REQUIRED ACTION:
What is needed here is a faithful repeat of every entry, with no character changed.

─── DATA TO USE ───

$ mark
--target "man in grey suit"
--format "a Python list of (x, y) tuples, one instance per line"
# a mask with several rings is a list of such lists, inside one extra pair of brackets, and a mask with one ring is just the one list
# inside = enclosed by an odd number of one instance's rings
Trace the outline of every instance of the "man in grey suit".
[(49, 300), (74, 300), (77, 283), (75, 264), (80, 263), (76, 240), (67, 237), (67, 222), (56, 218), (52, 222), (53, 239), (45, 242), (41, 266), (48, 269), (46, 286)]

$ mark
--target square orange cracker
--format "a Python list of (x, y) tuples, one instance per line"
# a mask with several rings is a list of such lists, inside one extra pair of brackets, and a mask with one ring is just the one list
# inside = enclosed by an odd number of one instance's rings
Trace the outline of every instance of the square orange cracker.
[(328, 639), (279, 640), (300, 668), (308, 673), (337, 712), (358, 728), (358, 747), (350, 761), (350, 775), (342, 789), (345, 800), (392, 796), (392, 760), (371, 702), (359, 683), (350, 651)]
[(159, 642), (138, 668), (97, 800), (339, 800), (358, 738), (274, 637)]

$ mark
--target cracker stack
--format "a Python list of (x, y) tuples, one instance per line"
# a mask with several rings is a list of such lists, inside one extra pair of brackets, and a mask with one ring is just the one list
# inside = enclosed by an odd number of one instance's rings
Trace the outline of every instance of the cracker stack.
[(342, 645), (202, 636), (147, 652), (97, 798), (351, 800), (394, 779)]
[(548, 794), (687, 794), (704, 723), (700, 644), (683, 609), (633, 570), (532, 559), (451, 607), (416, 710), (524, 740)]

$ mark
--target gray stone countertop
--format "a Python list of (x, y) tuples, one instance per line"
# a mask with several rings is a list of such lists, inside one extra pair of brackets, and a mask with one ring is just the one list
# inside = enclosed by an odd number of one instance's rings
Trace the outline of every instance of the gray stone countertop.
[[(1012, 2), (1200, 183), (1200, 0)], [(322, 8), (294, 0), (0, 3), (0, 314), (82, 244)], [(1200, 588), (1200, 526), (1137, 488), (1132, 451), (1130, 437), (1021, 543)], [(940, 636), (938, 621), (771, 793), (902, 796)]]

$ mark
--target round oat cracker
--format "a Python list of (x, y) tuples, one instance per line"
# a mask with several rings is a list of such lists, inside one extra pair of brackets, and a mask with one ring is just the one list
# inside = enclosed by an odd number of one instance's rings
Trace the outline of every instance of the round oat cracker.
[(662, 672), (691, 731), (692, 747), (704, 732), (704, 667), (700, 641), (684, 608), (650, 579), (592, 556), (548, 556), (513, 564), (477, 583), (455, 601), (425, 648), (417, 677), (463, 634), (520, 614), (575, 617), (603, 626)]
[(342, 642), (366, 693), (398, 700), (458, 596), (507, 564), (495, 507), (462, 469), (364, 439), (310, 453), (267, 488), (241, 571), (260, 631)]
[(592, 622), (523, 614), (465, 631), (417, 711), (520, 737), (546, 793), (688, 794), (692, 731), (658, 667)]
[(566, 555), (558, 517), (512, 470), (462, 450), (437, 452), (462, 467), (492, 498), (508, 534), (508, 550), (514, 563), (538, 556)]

───

YOUR RESPONSE:
$ mark
--target "man in grey suit"
--format "a Python list of (x, y) tuples, one instance per line"
# a mask with several rings is a list of such lists, inside one extra pair of brackets, and a mask with one ring is just the one list
# inside = enclosed by an odd number of one instance's rings
Trace the outline of every instance of the "man in grey suit".
[(49, 300), (74, 300), (77, 283), (75, 264), (80, 263), (76, 240), (67, 237), (67, 222), (56, 218), (52, 222), (53, 239), (45, 242), (41, 266), (48, 269), (46, 286)]

$ mark
--target square orange cracker
--format "a Python list of (x, y) tuples, one instance per line"
# a mask with several rings is a list of such lists, inside one extra pair of brackets, and a mask with one ring is just the one list
# inside = enclosed by an odd number of one instance's rings
Trace the outline of every instance of the square orange cracker.
[(328, 639), (279, 640), (300, 668), (308, 673), (337, 712), (358, 728), (358, 747), (350, 761), (350, 775), (342, 789), (345, 800), (392, 796), (392, 760), (371, 702), (359, 683), (350, 651)]
[(159, 642), (138, 668), (97, 800), (339, 800), (358, 738), (274, 637)]

$ mark
--target cracker stack
--format "a Python list of (x, y) tuples, one instance per line"
# a mask with several rings is a list of such lists, inside one extra pair of brackets, and a mask with one ring is just the one list
# inside = enclosed by an odd number of one instance's rings
Trace the outline of every instance of the cracker stack.
[(342, 645), (202, 636), (147, 652), (97, 798), (351, 800), (394, 779)]
[(548, 794), (687, 794), (704, 723), (700, 644), (683, 609), (633, 570), (532, 559), (451, 607), (416, 710), (524, 740)]

$ mark
--target gray stone countertop
--format "a Python list of (x, y) tuples, one instance per line"
# a mask with several rings is a list of such lists, inside one extra pair of brackets, and a mask with one ring is just the one list
# inside = enclosed by an odd number of one instance's rings
Trace the outline of every instance of the gray stone countertop.
[[(1012, 2), (1200, 183), (1200, 0)], [(322, 8), (294, 0), (0, 3), (0, 314), (82, 244)], [(1200, 588), (1200, 526), (1137, 488), (1132, 451), (1130, 437), (1021, 543)], [(940, 636), (938, 621), (771, 793), (902, 796)]]

$ mark
--target round oat cracker
--format "a Python list of (x, y) tuples, one instance per line"
# a mask with several rings is a list of such lists, inside one extra pair of brackets, and a mask with one ring is just the one list
# inside = enclosed by an odd number of one instance's rings
Trace the outline of every instance of the round oat cracker.
[(662, 672), (691, 731), (692, 747), (704, 732), (704, 667), (700, 641), (684, 608), (650, 579), (592, 556), (548, 556), (513, 564), (477, 583), (455, 601), (425, 648), (417, 677), (463, 634), (520, 614), (575, 617), (603, 626)]
[(342, 642), (366, 693), (398, 700), (458, 596), (507, 564), (495, 507), (462, 469), (364, 439), (310, 453), (267, 488), (241, 571), (260, 631)]
[(592, 622), (523, 614), (465, 631), (417, 711), (520, 737), (546, 793), (688, 794), (692, 731), (658, 667)]
[(566, 555), (558, 517), (512, 470), (462, 450), (437, 452), (462, 467), (492, 498), (508, 534), (508, 550), (514, 563), (538, 556)]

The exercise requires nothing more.